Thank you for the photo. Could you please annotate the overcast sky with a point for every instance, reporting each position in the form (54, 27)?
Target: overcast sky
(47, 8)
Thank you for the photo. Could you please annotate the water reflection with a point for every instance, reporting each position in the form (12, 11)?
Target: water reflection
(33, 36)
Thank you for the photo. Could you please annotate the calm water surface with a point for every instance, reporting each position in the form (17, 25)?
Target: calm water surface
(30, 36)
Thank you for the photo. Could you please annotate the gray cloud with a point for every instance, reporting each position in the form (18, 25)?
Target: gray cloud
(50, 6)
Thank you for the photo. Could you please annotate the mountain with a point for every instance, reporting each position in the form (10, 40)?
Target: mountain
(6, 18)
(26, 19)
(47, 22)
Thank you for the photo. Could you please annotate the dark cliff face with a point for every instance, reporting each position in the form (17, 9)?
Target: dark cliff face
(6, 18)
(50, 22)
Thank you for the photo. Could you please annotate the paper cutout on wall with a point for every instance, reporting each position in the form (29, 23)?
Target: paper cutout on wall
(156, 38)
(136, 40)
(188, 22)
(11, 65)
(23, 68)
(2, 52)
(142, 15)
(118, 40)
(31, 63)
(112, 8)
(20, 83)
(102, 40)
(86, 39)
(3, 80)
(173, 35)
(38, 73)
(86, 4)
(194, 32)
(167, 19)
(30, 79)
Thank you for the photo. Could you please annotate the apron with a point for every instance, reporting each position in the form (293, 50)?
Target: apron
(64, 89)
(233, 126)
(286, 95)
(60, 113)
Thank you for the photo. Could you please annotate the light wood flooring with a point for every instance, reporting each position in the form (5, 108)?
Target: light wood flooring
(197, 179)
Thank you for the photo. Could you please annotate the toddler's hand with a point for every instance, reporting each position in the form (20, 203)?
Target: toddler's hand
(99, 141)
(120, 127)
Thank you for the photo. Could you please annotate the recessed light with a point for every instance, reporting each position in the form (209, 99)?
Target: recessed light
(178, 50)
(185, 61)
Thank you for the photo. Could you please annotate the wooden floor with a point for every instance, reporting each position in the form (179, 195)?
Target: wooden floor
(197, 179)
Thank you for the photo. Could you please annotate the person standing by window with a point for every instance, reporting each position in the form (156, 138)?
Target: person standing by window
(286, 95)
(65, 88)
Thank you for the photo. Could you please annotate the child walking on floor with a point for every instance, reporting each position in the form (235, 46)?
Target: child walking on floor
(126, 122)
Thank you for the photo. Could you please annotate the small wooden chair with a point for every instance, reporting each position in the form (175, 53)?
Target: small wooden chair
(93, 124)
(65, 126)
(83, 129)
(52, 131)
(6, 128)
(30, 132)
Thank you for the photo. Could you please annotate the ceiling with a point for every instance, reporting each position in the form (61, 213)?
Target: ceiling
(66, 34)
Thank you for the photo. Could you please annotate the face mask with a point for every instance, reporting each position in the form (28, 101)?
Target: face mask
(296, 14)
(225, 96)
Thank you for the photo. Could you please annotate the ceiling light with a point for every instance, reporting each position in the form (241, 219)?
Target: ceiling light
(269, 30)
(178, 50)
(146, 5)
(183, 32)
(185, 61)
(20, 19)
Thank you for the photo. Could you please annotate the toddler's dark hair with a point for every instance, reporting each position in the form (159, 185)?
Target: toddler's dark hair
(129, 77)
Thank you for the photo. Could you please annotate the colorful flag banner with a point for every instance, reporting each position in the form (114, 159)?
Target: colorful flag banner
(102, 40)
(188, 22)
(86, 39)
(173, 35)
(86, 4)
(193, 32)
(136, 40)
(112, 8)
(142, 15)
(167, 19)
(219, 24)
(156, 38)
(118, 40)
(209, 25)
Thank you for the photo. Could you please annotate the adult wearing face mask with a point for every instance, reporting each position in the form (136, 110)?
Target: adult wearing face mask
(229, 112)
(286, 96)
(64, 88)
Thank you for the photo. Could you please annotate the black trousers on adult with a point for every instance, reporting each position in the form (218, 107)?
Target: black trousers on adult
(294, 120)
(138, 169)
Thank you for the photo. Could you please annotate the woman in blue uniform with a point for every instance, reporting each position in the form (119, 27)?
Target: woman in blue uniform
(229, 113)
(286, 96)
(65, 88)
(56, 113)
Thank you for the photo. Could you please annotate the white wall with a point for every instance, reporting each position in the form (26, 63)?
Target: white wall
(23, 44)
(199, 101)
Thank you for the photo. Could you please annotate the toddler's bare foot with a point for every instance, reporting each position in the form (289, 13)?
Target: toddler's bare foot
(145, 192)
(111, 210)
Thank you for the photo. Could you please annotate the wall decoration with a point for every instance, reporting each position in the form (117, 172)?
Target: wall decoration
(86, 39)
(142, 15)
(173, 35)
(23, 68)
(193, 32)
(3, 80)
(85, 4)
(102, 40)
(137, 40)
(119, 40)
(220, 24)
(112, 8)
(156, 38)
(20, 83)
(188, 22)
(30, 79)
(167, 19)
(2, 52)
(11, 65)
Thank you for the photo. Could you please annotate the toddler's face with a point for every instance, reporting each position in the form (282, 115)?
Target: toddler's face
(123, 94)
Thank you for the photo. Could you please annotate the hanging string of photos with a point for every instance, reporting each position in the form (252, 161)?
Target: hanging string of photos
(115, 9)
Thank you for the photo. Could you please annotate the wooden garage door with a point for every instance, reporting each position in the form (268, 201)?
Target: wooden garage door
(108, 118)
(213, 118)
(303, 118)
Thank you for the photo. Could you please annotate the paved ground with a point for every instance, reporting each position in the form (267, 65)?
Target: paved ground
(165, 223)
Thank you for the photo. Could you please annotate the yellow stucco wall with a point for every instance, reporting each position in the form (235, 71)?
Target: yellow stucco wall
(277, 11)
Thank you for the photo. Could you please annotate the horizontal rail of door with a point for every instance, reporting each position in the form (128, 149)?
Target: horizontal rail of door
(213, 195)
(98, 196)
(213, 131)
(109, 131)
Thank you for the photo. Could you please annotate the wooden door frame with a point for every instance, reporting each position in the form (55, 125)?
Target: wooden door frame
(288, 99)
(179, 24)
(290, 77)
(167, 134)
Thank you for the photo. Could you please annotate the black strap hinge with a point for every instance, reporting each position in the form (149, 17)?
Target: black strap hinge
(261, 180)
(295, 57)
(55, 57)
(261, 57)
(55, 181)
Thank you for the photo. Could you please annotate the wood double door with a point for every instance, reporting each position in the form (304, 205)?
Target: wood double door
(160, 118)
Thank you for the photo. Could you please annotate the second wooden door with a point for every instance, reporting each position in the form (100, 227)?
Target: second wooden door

|---|

### Problem statement
Write the data back out verbatim.

### Result of the exercise
Thank you for the photo. Could you please annotate the overcast sky with a point for every instance, reporting each position in the form (54, 27)?
Target: overcast sky
(47, 8)
Thank you for the photo. Could you please annotate the water reflection with a point for every instance, reporting each position in the form (12, 11)?
Target: water reflection
(33, 36)
Thank you for the photo. Could you please annotate the calm water surface with a point for every instance, reporting each position in the form (17, 25)?
Target: calm water surface
(30, 36)
Thank you for the photo. Could you please annotate the gray cloud with a point for every instance, reporting each position in the form (18, 25)?
Target: gray cloud
(50, 6)
Thank you for the photo. Could you please annotate the mountain with a point for every instance, reporting each position in the form (10, 40)?
Target: mountain
(6, 18)
(26, 19)
(47, 22)
Thank you for the photo. Could you please annotate the dark cliff face with a point for every instance, reporting each position in the form (17, 9)?
Target: dark cliff face
(6, 18)
(50, 22)
Thank you for the photo. Could you please annotate the paper cutout on wall with a point for every instance, reporting each position in the form (29, 23)?
Target: paper cutout on wall
(156, 38)
(136, 40)
(188, 22)
(11, 65)
(23, 68)
(2, 52)
(142, 15)
(118, 40)
(31, 63)
(112, 8)
(20, 83)
(102, 40)
(86, 39)
(3, 80)
(173, 35)
(38, 73)
(86, 4)
(194, 32)
(167, 19)
(30, 79)
Thank you for the photo. Could you please annotate the apron with a point for every instance, reporting each position in the form (293, 50)?
Target: apron
(64, 89)
(233, 126)
(286, 95)
(60, 113)
Thank you for the photo. Could you please annotate the light wood flooring with a point for every instance, reporting each position in the form (5, 108)?
Target: light wood flooring
(197, 179)
Thank you for the photo. Could you please annotate the toddler's hand with a point for every instance, reporting each position in the form (20, 203)?
Target: toddler's hand
(99, 141)
(120, 127)
Thank you for the photo. Could you please annotate the recessed light with a point for every instance, reporting each position in the form (209, 99)?
Target: recessed light
(178, 50)
(185, 61)
Thank you for the photo. Could you please annotate the wooden floor with a point for every instance, reporting each position in the form (179, 195)?
Target: wooden floor
(197, 179)
Thank you for the photo. Could you please annotate the person standing by window with a point for every instance, reporting each position in the form (156, 138)?
Target: person standing by window
(286, 95)
(65, 88)
Thank you for the photo. Could you please annotate the child walking on floor with a point for every instance, reporting each position in the form (235, 46)?
Target: child walking on floor
(126, 122)
Thank you for the photo. Could you please annotate the small wooden chair with a point for every instance, reporting each position in the form (175, 53)?
Target: small wooden chair
(93, 124)
(65, 126)
(83, 129)
(52, 131)
(6, 128)
(30, 132)
Thank you for the photo. Could you please annotate the ceiling with a point for every instance, reporting each position in the form (61, 213)?
Target: ceiling
(66, 34)
Thank you for the photo. Could you please annotate the face mask with a point for every instance, reporting each position in the form (28, 101)?
Target: face mask
(296, 14)
(225, 96)
Thank you for the photo. Could you please annotate the ceiling light with a point for every instance, reporting each position in the form (241, 219)?
Target: ceiling light
(269, 30)
(178, 50)
(146, 5)
(183, 32)
(185, 61)
(20, 19)
Thank you for the photo. Could you please annotate the toddler's dark hair with a point for every instance, reporting each position in the form (159, 185)?
Target: toddler's dark hair
(129, 77)
Thank you for the photo. Could you please annotate the colorful flag banner with a point for every instance, reporting each position in the form (114, 159)?
Target: colorful flag banner
(102, 40)
(188, 22)
(86, 39)
(173, 35)
(86, 4)
(193, 32)
(136, 40)
(112, 8)
(142, 15)
(167, 19)
(219, 24)
(156, 38)
(118, 40)
(209, 25)
Thank you for the photo. Could you please annotate the adult wearing face mask with a point for every instance, reporting each position in the form (136, 110)?
Target: adult wearing face mask
(229, 112)
(286, 96)
(64, 88)
Thank you for the photo. Could you please annotate the black trousers on adult with a point for every instance, reporting each position in the form (218, 107)?
Target: black trousers on adult
(294, 120)
(138, 169)
Thank you for the photo. Could you please annotate the woman in blue uniform with a point for every instance, reporting each position in the form (119, 27)?
Target: woman in blue uniform
(229, 113)
(286, 96)
(65, 88)
(56, 113)
Thank you for the photo. Could you please annotate the white wall with a point for every instance, reporting each position in the form (26, 63)?
Target: white wall
(23, 44)
(199, 101)
Thank you for the photo. Could you please annotate the toddler's bare foot with a point for every instance, reporting each position in the form (289, 13)?
Target: toddler's bare foot
(145, 192)
(111, 210)
Thank you for the photo. Could you please annotate the wall decoration with a point for every instance, reporting each position in the form (117, 172)?
Target: wall decoration
(86, 39)
(142, 15)
(173, 35)
(23, 68)
(193, 32)
(3, 80)
(85, 4)
(102, 40)
(137, 40)
(119, 40)
(220, 24)
(112, 8)
(156, 38)
(20, 83)
(188, 22)
(30, 79)
(167, 19)
(2, 52)
(11, 65)
Thank you for the photo. Could you please annotate the toddler's face with a point for every instance, reporting each position in the form (282, 115)?
Target: toddler's face
(123, 94)
Thank you for the photo. Could you please annotate the hanging string of photos with a point for every instance, reporting each position in the form (252, 161)?
Target: hanging string of photos
(115, 9)
Thank you for the photo. Could you please annotate the wooden garage door with a point for every instance, reporting each position in the form (268, 201)?
Target: wooden garage door
(108, 118)
(213, 118)
(303, 118)
Thank you for the photo. Could you please annotate the paved ground with a point for every instance, reporting each position in the form (267, 65)?
Target: paved ground
(165, 223)
Thank you for the photo. Could you please annotate the yellow stucco wall with a point for every instance, reporting each position in the form (235, 71)?
Target: yellow stucco wall
(277, 11)
Thank you for the photo. Could you please annotate the horizontal rail of door with a point for every instance, reporting each position in the form (128, 149)?
Target: horizontal rail of door
(213, 195)
(98, 196)
(213, 131)
(109, 131)
Thank you for the photo. Could you please annotate the wooden door frame with a point for every instance, reporting each position in the form (55, 125)?
Target: wooden door frame
(288, 99)
(179, 24)
(290, 77)
(167, 134)
Thank you for the photo. Could you please annotate the black strap hinge with a point for every instance, reporting each position in the form (149, 17)?
Target: black strap hinge
(261, 180)
(295, 57)
(55, 57)
(261, 57)
(55, 181)
Thank you for the photo. Could you please annotate the wood double door with a point for every instance, reporting each position in the form (304, 205)?
Target: wood double door
(160, 118)
Thank you for the photo. Could you please annotate the second wooden door with a point for every instance, reporting each position in the form (100, 227)?
Target: second wooden door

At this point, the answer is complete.